▶ [Work to be completed]: Output verbatim the part of the listing below that opens with the line containing "of the outstretched" and closes with the line containing "pixel 257 296", including both of those lines.

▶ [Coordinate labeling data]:
-------

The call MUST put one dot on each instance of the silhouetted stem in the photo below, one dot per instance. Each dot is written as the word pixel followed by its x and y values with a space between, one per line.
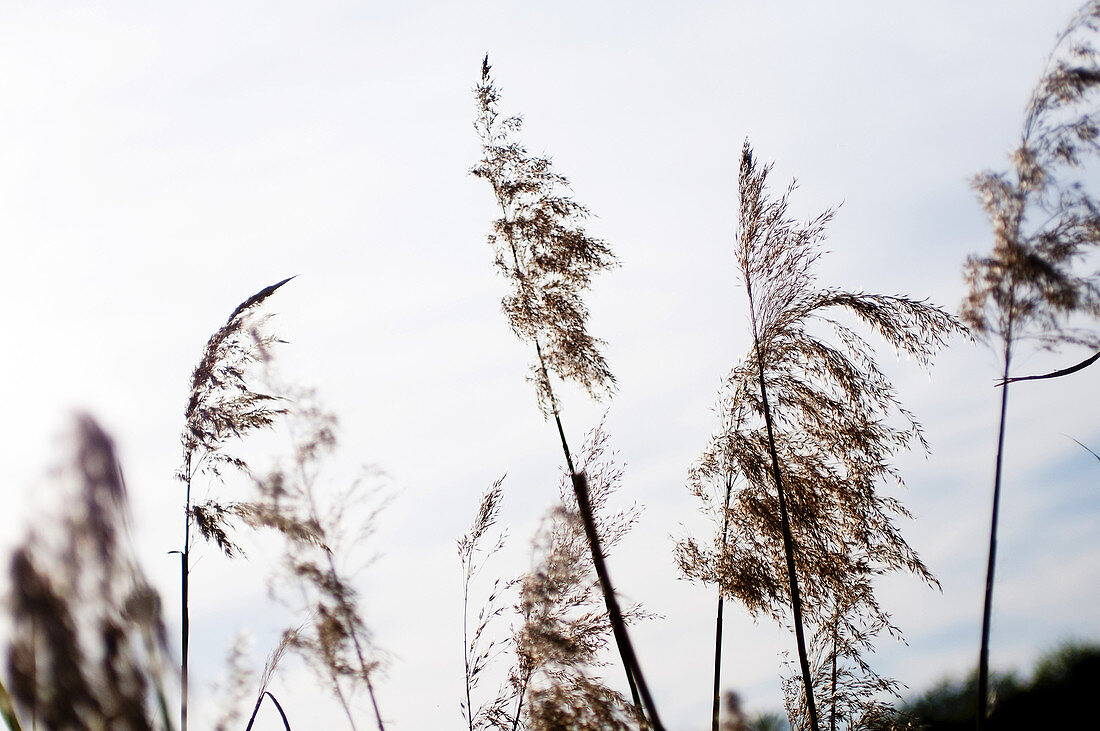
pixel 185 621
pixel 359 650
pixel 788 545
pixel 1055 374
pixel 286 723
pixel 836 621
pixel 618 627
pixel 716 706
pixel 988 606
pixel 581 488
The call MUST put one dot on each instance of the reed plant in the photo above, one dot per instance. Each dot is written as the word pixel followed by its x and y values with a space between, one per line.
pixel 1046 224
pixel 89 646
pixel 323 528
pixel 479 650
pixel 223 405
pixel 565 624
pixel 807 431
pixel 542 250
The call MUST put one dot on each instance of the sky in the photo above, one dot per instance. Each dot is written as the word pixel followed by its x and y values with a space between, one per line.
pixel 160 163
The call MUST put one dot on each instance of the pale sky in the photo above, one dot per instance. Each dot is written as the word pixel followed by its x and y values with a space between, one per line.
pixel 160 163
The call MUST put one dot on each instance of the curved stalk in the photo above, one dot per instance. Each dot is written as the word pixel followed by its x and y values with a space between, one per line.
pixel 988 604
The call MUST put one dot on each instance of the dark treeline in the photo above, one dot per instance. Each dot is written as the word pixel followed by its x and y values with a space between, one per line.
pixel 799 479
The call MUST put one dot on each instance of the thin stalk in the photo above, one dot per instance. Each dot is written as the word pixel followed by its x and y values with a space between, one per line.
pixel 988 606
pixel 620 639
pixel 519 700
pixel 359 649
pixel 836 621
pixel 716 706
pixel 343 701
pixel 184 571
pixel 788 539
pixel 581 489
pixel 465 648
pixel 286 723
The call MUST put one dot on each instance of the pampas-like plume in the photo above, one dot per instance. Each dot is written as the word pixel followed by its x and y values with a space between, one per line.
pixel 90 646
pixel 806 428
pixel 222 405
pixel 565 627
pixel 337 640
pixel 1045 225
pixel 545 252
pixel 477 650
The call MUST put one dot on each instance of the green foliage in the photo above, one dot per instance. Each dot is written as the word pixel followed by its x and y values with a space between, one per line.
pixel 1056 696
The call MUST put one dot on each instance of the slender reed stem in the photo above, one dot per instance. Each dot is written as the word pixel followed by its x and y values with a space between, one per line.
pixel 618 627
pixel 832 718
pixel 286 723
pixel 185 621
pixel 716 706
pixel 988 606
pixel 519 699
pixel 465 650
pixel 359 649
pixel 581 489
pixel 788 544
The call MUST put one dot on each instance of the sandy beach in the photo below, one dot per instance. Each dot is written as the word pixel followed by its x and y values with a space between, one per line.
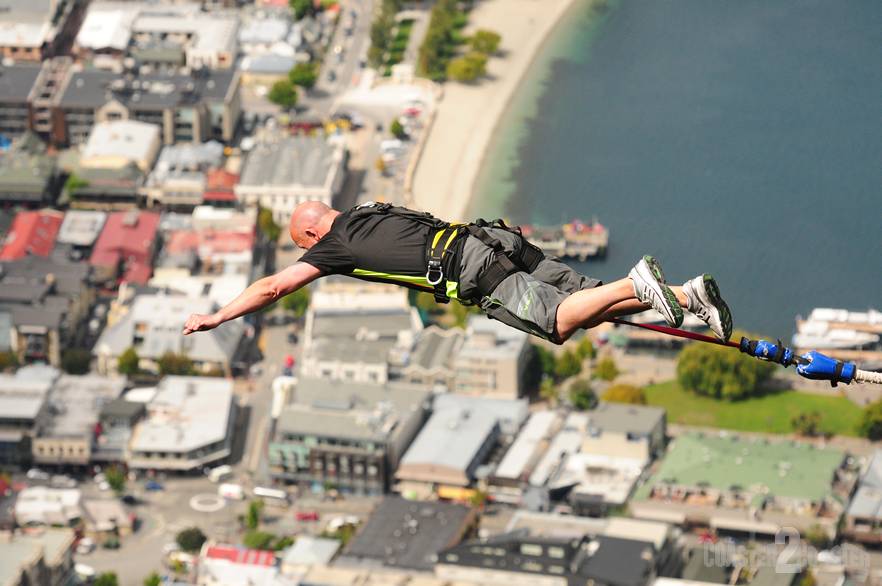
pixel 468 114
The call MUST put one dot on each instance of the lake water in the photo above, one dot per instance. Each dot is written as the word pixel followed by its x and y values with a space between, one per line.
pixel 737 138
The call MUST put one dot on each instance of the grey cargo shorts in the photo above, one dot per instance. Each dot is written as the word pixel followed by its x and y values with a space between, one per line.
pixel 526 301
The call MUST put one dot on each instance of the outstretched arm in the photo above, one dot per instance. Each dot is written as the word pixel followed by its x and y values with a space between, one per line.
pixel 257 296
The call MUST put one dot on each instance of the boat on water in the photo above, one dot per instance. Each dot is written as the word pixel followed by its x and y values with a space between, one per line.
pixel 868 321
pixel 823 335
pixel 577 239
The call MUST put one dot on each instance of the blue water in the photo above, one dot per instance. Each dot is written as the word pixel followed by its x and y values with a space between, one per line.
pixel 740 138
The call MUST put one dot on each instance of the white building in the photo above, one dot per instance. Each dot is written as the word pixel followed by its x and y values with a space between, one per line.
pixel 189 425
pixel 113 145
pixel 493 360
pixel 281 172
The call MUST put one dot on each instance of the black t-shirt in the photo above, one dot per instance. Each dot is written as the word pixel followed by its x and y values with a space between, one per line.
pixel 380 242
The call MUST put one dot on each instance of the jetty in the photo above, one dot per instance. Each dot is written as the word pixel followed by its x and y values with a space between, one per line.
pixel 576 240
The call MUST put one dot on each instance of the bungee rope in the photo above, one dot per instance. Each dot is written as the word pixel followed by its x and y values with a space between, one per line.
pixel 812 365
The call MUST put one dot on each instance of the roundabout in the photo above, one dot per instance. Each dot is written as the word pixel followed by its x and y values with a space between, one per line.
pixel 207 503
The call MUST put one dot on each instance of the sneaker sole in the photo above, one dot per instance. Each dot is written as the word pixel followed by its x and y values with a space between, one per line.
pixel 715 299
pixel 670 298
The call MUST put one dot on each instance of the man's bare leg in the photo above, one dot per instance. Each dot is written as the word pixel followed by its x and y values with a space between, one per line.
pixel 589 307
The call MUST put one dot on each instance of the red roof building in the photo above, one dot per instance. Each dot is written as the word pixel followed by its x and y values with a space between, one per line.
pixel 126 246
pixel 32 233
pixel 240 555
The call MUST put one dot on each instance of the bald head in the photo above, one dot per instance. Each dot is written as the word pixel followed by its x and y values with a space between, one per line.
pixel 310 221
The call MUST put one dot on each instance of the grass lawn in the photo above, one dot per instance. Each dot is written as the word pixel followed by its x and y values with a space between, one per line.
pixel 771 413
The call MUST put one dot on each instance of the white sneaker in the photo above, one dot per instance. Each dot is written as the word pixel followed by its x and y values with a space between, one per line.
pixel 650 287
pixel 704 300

-------

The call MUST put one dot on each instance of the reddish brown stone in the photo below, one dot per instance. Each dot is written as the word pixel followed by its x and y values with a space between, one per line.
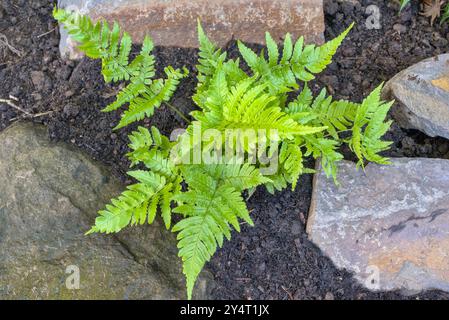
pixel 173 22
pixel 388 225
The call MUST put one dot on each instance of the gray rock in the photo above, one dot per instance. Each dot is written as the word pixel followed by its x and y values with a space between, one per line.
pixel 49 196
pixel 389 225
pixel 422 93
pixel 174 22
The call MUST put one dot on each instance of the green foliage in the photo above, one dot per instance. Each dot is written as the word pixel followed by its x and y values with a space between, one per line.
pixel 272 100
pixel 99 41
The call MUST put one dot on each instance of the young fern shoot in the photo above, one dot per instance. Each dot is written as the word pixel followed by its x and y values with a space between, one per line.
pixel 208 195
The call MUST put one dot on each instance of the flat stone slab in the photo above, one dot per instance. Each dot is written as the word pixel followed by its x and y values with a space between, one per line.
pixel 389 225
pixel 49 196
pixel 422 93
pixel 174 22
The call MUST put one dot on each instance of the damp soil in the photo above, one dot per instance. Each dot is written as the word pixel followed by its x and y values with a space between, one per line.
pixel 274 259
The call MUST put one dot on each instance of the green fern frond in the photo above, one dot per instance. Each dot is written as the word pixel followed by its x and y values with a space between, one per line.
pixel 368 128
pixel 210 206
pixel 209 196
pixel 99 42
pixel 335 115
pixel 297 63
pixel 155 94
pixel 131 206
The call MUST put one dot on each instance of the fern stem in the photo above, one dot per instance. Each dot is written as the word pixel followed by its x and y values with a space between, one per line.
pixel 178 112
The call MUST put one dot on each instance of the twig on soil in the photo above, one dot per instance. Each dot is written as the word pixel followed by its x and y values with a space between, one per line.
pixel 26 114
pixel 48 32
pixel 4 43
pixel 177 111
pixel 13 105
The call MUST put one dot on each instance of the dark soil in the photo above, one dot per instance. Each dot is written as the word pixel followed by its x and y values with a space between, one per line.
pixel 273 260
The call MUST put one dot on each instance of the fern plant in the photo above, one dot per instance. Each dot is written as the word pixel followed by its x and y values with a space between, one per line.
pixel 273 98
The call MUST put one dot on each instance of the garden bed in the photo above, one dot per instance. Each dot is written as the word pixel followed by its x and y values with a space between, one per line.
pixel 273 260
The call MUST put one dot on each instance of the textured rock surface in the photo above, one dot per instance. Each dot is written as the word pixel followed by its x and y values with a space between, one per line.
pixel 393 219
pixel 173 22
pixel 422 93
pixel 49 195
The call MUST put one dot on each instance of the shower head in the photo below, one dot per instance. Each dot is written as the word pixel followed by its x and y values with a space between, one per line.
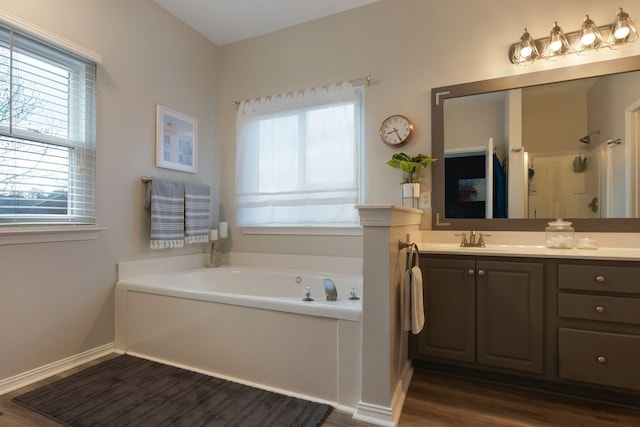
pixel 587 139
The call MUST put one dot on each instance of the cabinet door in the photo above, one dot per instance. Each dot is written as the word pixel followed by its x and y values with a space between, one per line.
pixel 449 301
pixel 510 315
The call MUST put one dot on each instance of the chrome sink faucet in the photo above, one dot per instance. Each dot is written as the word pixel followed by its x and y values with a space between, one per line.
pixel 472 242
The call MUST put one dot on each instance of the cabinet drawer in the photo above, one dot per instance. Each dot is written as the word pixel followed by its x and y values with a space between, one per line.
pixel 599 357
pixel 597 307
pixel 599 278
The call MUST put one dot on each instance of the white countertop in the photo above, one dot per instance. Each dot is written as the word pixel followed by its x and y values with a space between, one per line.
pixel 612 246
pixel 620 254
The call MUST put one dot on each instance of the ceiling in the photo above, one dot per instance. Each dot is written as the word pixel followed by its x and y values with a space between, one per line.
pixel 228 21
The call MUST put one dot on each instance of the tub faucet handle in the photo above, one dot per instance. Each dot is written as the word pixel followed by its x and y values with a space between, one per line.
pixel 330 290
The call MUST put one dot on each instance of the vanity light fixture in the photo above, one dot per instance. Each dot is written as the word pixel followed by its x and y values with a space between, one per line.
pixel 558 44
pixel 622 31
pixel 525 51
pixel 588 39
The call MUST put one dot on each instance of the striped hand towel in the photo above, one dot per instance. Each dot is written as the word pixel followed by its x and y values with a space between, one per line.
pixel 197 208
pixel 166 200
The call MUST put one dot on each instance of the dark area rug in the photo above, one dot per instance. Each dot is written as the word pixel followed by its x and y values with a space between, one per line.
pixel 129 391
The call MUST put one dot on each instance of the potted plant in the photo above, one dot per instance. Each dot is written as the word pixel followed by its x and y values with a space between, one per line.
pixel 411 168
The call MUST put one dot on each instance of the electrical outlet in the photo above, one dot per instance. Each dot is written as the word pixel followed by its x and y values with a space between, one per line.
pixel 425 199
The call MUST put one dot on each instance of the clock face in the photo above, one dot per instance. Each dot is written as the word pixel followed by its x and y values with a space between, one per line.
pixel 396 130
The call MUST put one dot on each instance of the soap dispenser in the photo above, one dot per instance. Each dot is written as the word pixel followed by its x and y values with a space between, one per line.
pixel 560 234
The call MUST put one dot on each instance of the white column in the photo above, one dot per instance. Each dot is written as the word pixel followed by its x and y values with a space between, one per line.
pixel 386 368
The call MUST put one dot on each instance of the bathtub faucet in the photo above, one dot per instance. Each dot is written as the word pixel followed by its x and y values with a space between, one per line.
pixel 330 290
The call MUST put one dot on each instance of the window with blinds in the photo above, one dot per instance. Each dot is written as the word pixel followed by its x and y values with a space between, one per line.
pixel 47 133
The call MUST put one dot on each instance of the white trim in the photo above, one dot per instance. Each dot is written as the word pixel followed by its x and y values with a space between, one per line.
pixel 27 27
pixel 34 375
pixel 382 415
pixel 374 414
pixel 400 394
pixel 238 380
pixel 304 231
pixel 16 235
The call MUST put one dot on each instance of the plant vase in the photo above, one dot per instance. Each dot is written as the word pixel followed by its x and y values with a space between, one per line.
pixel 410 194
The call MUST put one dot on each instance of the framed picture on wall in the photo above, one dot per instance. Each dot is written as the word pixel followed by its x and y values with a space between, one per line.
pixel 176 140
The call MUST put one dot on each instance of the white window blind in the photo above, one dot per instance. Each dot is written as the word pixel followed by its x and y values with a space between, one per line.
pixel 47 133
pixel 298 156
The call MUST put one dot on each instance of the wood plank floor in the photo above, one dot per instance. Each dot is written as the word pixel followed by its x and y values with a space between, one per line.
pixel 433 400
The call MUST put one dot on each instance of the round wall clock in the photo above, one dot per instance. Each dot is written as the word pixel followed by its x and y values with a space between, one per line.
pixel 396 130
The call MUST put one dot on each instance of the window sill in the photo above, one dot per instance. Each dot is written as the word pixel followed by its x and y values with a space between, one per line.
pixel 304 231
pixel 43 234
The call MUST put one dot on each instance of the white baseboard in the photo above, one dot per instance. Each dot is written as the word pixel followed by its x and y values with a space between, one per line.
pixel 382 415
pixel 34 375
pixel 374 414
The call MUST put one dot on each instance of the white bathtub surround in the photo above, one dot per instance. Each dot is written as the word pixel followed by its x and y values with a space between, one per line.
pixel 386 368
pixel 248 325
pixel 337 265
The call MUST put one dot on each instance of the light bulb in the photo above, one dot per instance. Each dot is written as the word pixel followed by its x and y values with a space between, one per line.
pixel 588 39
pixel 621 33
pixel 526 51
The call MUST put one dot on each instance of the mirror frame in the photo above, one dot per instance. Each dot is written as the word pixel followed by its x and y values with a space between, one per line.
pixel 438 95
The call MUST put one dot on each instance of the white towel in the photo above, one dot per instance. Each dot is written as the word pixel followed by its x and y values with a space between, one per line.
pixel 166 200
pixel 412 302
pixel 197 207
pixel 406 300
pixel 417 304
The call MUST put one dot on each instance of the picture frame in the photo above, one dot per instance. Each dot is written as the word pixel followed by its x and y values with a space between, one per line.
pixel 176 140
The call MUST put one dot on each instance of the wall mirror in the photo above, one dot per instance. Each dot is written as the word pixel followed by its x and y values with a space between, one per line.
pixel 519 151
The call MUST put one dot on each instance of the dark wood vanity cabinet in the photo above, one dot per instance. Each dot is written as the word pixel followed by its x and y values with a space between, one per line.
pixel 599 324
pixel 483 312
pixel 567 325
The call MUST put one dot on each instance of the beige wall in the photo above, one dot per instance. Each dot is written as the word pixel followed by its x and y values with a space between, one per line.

-------

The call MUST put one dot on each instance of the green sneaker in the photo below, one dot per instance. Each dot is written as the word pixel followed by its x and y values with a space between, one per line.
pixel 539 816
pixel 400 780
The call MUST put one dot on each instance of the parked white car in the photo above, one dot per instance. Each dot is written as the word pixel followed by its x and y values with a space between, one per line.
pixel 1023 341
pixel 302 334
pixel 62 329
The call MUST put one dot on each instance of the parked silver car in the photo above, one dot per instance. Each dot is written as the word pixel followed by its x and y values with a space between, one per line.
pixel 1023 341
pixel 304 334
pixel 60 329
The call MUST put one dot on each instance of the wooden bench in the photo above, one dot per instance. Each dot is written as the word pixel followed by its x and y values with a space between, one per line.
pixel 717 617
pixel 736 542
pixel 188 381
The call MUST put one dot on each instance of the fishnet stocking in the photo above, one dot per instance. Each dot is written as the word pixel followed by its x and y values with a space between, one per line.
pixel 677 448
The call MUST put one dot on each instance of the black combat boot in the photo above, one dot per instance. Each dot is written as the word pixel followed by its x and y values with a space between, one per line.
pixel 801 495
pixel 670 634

-------

▶ [The completed task]:
The call MUST put one dot on each instance of the outstretched arm in the photo above, one dot per instance. Each dot is written as the word pixel followed by its x and y values with a space between, one per line.
pixel 257 296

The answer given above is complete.